> **Provided passage**:

Hex Tiles – The Data Tiling System Built for Analysis

This episode is about a unique system for map tiling called Hex Tiles. The guest speaker is Shan He, one of the creators behind Hex Tiles. She is also known for creating Kepler GL, an open-source browser-based geospatial visualization application, which she developed while working on Uber’s visualization team. Shan is currently a senior director of Engineering at Foursquare, leading the Geospatial platform Unfolded.

Why Do We Need to Tile Data?

When handling a large amount of data, it is not feasible to load all of it into a browser at once.

Tiling systems were created as a way of abstracting data so that only the data that is needed in the client side is loaded.

For instance, the data is loaded only for the area in a map where viewers are currently looking, or only pulling data for a specific extent into a geoprocessing tool. 

For a map of the Earth, not every single feature on the ground will be loaded into the browser, but only a high-level geometry for the area that a viewer is interested in will be loaded.

For example, at the full scale of the United States, only interstate highways may be visible in a streets dataset. At the state-wide scale, state highways would also be visible. Tiling data is a way to effectively encode large scale geospatial data, and break it down into different, hierarchical pieces (tiles).

Raster and Vector Tiling Systems

Raster tiles were the earliest version of modern tiles. They are image-based tiles that encode data into every single pixel, in the RGB (colour) channel of the image.

Raster tiles are effective and lightweight as they are usually sent as an image to the client side. All that is there to do is to stream the image into the browser.

A major downside of raster tiles is that they are less interactive than the source. Since raster tiles are spread between resolutions, blurs are encountered in the image when zooming between resolutions. It is hard to smoothly transition from a lower resolution into a higher resolution, often, there are periods of waiting for a new image to be loaded to clear up the blurs.

> **Supplied material**:
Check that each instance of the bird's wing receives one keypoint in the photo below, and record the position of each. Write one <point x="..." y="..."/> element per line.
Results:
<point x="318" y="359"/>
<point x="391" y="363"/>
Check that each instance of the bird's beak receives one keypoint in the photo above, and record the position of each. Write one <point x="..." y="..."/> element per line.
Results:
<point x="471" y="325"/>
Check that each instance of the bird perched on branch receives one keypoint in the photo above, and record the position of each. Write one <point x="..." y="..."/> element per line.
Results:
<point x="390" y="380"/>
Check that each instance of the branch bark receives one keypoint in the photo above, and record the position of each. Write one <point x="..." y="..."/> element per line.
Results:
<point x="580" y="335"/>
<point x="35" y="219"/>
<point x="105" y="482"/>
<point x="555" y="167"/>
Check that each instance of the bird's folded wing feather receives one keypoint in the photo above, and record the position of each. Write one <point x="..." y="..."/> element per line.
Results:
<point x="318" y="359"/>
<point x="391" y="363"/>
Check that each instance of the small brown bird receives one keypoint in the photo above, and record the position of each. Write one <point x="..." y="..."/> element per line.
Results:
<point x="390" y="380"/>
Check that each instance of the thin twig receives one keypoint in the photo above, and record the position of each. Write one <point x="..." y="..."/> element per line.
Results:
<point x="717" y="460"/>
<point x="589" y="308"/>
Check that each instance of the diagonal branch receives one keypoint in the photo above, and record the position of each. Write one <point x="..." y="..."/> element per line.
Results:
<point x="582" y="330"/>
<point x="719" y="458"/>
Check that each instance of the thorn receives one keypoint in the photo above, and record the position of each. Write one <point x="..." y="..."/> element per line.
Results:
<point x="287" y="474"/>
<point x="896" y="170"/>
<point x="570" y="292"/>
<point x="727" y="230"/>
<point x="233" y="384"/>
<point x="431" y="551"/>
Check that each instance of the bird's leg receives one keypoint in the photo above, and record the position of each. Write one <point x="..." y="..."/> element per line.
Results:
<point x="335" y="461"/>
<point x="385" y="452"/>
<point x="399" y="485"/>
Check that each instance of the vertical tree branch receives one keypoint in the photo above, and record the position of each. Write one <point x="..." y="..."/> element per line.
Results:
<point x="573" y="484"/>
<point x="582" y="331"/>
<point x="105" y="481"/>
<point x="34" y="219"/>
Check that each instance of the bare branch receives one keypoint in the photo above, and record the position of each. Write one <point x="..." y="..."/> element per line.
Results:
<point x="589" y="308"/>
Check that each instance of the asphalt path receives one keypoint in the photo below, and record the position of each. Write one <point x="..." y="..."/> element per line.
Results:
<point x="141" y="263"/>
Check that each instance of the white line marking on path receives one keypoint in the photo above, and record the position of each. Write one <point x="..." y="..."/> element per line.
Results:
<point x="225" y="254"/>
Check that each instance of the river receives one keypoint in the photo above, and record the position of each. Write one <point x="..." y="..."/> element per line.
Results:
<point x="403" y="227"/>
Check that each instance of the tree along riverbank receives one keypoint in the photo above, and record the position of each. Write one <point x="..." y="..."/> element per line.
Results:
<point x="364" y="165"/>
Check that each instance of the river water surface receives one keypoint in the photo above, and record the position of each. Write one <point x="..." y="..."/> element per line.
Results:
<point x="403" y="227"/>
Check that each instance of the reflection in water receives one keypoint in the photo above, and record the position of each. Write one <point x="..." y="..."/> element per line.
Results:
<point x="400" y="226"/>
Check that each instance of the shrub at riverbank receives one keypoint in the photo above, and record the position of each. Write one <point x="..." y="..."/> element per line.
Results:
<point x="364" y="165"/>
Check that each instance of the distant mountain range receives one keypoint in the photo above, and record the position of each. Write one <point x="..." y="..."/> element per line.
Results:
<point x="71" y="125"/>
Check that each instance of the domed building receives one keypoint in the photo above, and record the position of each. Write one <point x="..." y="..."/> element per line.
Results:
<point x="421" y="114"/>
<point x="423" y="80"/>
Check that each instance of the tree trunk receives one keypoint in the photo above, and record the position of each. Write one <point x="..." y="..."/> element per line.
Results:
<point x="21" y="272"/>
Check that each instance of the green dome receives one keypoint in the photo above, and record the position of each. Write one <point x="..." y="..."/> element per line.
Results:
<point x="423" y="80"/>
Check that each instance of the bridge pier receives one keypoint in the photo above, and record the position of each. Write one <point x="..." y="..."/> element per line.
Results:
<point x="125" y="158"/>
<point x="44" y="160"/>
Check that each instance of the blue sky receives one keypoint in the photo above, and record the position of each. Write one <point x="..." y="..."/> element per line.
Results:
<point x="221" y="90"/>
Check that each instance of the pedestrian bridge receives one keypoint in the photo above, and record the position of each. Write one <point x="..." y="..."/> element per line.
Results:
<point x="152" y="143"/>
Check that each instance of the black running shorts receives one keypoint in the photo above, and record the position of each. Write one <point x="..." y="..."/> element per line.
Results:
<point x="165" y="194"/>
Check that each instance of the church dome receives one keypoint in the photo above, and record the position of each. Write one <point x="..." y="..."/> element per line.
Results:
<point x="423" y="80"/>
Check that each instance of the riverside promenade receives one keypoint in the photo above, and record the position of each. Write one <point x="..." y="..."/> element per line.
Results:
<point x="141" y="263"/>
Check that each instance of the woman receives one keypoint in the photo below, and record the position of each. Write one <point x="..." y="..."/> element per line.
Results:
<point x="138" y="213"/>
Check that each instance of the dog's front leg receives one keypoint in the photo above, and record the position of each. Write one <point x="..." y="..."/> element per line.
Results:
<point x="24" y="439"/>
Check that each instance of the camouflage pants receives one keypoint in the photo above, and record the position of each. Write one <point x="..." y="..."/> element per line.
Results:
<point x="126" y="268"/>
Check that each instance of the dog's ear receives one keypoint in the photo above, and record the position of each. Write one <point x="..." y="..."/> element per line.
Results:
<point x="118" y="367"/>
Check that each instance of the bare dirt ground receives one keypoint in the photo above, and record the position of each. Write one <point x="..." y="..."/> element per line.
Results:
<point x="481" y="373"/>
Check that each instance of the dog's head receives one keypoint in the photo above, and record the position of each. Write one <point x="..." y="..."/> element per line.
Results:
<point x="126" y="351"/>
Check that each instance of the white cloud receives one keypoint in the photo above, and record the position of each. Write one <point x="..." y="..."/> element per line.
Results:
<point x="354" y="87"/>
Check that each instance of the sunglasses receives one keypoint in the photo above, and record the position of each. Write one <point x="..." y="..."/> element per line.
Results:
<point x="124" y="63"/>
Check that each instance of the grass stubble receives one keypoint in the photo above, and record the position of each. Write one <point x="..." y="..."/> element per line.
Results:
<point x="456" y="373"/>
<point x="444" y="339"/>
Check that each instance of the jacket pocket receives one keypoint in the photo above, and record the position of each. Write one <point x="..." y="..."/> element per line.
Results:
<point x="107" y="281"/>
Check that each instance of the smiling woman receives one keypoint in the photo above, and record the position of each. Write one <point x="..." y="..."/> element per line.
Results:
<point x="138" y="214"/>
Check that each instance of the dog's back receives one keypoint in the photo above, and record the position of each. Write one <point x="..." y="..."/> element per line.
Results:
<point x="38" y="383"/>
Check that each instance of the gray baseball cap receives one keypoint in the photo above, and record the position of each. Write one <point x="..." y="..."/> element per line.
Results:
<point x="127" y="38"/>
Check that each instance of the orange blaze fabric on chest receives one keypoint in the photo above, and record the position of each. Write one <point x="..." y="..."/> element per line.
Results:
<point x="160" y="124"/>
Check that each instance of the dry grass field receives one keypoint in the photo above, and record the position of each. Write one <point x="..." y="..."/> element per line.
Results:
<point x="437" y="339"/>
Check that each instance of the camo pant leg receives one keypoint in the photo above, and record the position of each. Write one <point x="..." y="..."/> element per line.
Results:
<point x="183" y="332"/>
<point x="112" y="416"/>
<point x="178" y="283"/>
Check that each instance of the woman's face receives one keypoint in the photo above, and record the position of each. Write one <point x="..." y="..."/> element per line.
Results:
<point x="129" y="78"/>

> **Required actions**:
(A) From the passage on map tiling, output the part that opens with the words containing "For example, at" and closes with "into the browser.".
(B) Tally the lines of the rows that contain the string "wing" and reply with only that number.
The text about map tiling and the rows were taken from separate sources.

> **Task responses**:
(A)
For example, at the full scale of the United States, only interstate highways may be visible in a streets dataset. At the state-wide scale, state highways would also be visible. Tiling data is a way to effectively encode large scale geospatial data, and break it down into different, hierarchical pieces (tiles).

Raster and Vector Tiling Systems

Raster tiles were the earliest version of modern tiles. They are image-based tiles that encode data into every single pixel, in the RGB (colour) channel of the image.

Raster tiles are effective and lightweight as they are usually sent as an image to the client side. All that is there to do is to stream the image into the browser.

(B) 2